_Quoted text_
· · · · · · ·
Thursday, June 11, 2020

Fear, fury...or false flag?

Back in the '70s, a short-lived sitcom starred Cloris Leachman. In one episode, she reluctantly confided in a dimwitted co-worker: "I'm not sure how I feel. My daughter wants to marry a boy whose parents are midgets."

The dimwitted co-worker's response: "Has she found one yet?"

Even though I've forgotten everything else about that series -- including the very name of that series! -- that particular joke stuck in my mind. It illustrates an important problem: Language has limits. No matter how clearly you express yourself, someone out there will find a way to misinterpret you.

Whenever talk turns to "hot button" issues, misinterpretation becomes downright wilful. For example, some years ago I took note of an interesting news story: Young people had formed the mistaken impression that twenty percent of the population is gay, even though the real number is closer to 2.5 percent. In response, a gay reader accused me of wanting to consign all homosexuals to concentration camps, as the Nazis did. I still cannot fathom how he managed to misunderstand my words so drastically; even Cloris Leachman's dimwitted co-worker wasn't that dimwitted.

Another example occurred yesterday. I was seriously misunderstood, even though my wording was plain. As I've aged, I've tried to remove complexity from my writing -- yet no matter how simple my style, there will always be someone out there who presumes that I meant hawk when I wrote handsaw.

Here's the "handsaw" text:
Removing confederate statues -- which should have happened a LONG time ago -- is not popular. I wish the situation were otherwise, believe me! I was appalled to run across a double equestrian statue of Robert E. Lee and Stonewall Jackson here in my adopted hometown of Baltimore. (The statue was removed quietly a couple of years ago.) But I'm not going to pretend that the removal of such monuments is popular when the polling tells me otherwise.
· · · · · · ·
_Supplied material_

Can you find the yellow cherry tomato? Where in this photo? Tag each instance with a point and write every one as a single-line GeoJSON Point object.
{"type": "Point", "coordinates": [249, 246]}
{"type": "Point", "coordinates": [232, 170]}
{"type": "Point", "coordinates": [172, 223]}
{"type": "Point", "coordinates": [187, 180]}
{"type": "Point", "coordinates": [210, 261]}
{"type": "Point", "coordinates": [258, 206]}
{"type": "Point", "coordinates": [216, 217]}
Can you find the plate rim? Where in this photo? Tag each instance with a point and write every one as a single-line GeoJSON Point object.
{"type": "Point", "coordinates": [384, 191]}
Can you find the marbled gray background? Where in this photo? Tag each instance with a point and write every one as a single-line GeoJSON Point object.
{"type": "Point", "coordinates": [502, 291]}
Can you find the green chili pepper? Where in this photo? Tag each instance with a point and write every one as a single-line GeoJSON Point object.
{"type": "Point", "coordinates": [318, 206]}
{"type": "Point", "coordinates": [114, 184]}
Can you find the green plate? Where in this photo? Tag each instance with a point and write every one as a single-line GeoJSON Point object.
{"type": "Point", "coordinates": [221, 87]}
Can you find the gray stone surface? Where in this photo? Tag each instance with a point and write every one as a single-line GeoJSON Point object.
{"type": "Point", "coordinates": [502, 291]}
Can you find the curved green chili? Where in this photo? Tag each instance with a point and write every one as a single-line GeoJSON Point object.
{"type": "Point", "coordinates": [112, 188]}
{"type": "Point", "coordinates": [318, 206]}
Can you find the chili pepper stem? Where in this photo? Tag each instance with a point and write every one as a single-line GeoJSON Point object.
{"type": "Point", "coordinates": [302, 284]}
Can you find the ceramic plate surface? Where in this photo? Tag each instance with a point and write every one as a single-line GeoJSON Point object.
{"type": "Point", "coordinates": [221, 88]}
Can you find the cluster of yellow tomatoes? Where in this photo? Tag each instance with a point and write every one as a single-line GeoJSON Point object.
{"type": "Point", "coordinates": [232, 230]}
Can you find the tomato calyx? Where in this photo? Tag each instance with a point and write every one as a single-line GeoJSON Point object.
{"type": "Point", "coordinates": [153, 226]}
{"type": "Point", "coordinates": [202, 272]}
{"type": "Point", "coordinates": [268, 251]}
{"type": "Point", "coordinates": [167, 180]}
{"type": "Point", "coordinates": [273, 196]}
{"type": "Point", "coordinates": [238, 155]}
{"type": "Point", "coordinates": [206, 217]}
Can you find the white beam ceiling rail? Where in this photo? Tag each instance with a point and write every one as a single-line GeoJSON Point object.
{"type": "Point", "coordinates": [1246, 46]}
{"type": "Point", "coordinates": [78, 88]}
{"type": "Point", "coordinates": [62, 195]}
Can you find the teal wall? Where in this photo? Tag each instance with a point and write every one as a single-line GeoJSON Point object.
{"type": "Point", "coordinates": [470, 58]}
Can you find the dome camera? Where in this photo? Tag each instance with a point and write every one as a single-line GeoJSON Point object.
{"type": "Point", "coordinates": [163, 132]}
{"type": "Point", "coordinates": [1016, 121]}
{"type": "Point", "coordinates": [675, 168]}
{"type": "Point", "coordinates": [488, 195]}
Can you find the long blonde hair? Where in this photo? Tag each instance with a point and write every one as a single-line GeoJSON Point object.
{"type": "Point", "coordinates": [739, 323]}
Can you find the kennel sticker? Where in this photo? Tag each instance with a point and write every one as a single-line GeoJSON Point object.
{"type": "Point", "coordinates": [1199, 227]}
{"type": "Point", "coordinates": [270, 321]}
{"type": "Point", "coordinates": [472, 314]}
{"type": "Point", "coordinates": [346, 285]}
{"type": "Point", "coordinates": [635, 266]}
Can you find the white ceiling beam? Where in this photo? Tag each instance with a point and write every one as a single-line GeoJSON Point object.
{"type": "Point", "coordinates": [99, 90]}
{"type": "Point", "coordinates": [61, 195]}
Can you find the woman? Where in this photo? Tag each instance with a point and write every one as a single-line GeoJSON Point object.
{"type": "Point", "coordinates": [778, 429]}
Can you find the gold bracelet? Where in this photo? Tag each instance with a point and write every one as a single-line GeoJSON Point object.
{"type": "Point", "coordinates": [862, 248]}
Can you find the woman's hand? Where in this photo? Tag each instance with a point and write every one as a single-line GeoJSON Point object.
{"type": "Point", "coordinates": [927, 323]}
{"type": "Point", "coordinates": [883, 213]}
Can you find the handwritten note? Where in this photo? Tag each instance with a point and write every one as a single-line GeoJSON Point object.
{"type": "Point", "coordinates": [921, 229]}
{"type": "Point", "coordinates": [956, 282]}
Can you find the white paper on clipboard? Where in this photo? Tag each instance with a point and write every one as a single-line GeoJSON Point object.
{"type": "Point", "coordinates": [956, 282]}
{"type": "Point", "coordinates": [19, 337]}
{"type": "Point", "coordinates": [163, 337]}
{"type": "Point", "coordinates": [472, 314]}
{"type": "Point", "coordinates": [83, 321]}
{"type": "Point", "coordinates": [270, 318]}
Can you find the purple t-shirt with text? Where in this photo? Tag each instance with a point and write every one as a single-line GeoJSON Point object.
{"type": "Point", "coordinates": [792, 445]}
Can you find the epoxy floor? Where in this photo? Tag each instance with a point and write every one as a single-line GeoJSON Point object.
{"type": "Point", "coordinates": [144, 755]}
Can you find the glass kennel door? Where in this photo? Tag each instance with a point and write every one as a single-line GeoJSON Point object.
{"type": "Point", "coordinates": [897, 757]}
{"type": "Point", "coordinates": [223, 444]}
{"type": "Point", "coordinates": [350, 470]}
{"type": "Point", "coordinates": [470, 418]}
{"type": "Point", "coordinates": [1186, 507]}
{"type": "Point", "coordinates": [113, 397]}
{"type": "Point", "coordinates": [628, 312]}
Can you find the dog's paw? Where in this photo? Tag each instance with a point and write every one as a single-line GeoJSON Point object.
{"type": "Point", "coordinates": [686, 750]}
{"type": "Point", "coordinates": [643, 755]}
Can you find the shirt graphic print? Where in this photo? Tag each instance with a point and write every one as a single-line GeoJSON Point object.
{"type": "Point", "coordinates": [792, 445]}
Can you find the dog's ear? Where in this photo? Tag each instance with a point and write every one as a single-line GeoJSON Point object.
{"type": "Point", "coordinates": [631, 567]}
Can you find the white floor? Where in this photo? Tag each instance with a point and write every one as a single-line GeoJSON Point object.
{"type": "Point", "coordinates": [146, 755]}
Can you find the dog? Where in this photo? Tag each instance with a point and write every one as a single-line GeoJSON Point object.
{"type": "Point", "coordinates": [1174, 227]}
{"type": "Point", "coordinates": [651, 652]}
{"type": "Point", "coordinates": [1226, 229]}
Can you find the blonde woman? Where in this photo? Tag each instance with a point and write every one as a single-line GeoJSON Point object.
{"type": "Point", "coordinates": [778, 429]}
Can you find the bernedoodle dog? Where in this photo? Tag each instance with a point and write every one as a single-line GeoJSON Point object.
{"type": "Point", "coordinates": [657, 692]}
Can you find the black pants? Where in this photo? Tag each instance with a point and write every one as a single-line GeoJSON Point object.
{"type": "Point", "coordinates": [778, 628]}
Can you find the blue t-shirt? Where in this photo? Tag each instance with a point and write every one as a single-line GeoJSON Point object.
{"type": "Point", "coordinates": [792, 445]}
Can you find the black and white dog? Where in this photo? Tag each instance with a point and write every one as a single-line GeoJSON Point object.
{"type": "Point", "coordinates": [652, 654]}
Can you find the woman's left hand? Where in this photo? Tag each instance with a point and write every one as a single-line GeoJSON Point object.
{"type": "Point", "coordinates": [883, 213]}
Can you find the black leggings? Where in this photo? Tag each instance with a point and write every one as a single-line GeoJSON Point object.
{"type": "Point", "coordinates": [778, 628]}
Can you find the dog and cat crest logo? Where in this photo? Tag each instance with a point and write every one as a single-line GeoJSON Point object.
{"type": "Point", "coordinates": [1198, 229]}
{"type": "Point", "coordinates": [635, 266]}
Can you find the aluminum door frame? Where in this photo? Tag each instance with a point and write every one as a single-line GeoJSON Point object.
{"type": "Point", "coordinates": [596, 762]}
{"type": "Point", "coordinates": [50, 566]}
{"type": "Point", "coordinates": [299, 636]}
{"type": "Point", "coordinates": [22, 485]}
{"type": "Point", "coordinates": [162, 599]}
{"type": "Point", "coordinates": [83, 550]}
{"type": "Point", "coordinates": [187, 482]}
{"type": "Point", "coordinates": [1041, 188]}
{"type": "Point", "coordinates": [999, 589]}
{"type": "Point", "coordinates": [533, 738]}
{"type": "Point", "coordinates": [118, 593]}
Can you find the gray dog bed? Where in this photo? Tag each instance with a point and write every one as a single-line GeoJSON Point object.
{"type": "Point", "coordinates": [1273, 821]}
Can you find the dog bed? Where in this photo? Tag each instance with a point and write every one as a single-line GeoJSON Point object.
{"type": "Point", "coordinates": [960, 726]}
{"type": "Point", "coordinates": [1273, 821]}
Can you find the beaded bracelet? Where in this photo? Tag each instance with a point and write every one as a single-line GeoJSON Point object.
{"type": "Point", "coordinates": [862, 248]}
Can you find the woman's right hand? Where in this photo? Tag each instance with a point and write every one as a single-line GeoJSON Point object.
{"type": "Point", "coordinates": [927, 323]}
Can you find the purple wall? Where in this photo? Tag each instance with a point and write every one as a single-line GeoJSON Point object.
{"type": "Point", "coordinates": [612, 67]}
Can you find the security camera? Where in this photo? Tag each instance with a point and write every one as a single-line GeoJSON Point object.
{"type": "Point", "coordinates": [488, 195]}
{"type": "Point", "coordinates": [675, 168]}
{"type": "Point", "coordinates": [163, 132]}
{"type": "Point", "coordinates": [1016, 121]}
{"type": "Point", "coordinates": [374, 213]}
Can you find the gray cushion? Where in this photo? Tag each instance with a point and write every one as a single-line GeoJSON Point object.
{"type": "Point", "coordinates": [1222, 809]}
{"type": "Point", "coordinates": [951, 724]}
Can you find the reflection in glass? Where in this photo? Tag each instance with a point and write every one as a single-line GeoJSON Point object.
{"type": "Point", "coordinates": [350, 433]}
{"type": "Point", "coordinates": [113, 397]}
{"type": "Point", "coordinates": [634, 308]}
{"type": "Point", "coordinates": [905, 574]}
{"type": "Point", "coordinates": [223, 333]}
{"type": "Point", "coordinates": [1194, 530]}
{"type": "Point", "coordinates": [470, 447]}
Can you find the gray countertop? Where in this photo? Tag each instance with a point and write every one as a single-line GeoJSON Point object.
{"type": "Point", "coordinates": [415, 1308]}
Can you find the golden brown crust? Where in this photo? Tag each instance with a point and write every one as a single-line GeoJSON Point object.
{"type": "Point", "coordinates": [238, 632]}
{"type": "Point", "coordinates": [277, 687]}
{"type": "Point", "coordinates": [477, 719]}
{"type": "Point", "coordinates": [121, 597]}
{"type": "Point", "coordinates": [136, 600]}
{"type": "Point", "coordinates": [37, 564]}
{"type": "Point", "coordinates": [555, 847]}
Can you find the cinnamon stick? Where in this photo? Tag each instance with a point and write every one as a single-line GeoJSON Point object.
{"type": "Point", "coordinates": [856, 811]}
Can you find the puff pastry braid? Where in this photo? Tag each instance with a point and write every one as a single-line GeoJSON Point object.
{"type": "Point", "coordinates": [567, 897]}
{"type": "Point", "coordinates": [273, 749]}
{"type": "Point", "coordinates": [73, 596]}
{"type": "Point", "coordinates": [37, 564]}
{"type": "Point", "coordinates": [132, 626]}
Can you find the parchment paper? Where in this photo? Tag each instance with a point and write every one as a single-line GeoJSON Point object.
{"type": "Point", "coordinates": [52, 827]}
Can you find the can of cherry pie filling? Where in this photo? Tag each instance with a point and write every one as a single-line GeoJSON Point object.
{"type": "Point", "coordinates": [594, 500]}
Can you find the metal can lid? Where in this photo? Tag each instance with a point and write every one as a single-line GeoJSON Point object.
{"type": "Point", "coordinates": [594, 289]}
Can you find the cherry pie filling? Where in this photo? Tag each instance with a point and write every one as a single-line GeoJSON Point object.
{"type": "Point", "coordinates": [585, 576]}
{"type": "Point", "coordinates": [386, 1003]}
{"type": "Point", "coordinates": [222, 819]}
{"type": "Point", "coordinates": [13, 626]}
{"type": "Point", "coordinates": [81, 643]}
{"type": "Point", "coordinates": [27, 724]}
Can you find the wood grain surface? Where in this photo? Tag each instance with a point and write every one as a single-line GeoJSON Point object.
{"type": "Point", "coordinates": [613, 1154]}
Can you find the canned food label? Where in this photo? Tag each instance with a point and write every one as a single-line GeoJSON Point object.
· · · · · · ·
_Tasks for this exercise_
1. Pick out each line of the records that has the word "black" in it, and copy those lines.
2. Carry on writing the blog post about being misread, starting right after its last sentence.

_Outputs for the tasks_
1.
Can you find the black pants? Where in this photo? Tag each instance with a point and write every one as a single-line GeoJSON Point object.
Can you find the black and white dog? Where in this photo? Tag each instance with a point and write every one as a single-line GeoJSON Point object.
Can you find the black leggings? Where in this photo? Tag each instance with a point and write every one as a single-line GeoJSON Point object.

2.
And here's the "hawkish" misinterpretation:
But there is a difference between destroying statues and works of art and displaying them in public spaces instead of museums and other dedicated places. Do Germans have statues of Hitler in their public squares?
I did not say that the public display of Confederate monuments was good or wise.

To repeat: The sight of that Lee/Jackson memorial (located near the art museum) appalled me, and not just because many black people live in that area. Lee and Jackson were enemies of the United States. Commemorating them in our public spaces is akin to the commemoration of Cornwallis, Ludendorff, Yamamoto, Rommel or Giap. Frankly, I would consider a Giap memorial less offensive than a Robert E. Lee memorial.

(I was particularly surprised to see a statue of Jackson, because that guy was a total nut.)

Although readers may know of other instances, I can think of only one place where a nation erected a memorial to a former enemy commander: In Winchester Cathedral, there is a statue of Joan of Arc. In that case, the intent was to make amends for an historic injustice.

A monument to Lee and Jackson does not rectify an injustice: It sanctifies an injustice.

I hope that I have sufficiently clarified my stance, because I don't know how to express myself in a plainer fashion. Please do not wilfully misunderstand me when I say that the removal of Confederate memorials is not popular.

I wish to God that the situation were otherwise. I wish to God that the majority of my fellow citizens would see things as I do. But the polling is clear.

Removing these monuments will particularly anger southerners. Why would liberals wish to anger southerners in an election year? Heretofore, pollsters assured us that Democrats may actually be competitive in places like Georgia, North Carolina and Texas. I suspect that we can now write off those states.

Democrats have to ask themselves: What is more important -- a symbolic act or the defeat of Trumpism? Do you want a moment of catharsis or do you want actual power? An offensive statue can come down just as easily in 2021; Trumpism must be defeated now.

As I said in the preceding essay: Democracy is a popularity contest. That's the infuriating thing about democracy: A popular foolishness may have the force of law, and appeals to popular prejudice may determine the outcome of an election. This long-understood problem is the reason why Churchill said that democracy is the worst system imaginable, except for all of the others that have been tried.

Part of me was elated and part of me was exasperated when a statue of Jefferson Davis in Richmond, Virginia, received the "Saddam Hussein" treatment. I've always considered such imagery to be risible. We do not erect monuments to Mussolini, Hitler, Tojo or any other defeated enemy.

But one must bow to political reality: At this time, an act of justifiable iconoclasm can only do injury to the larger cause of removing Trump.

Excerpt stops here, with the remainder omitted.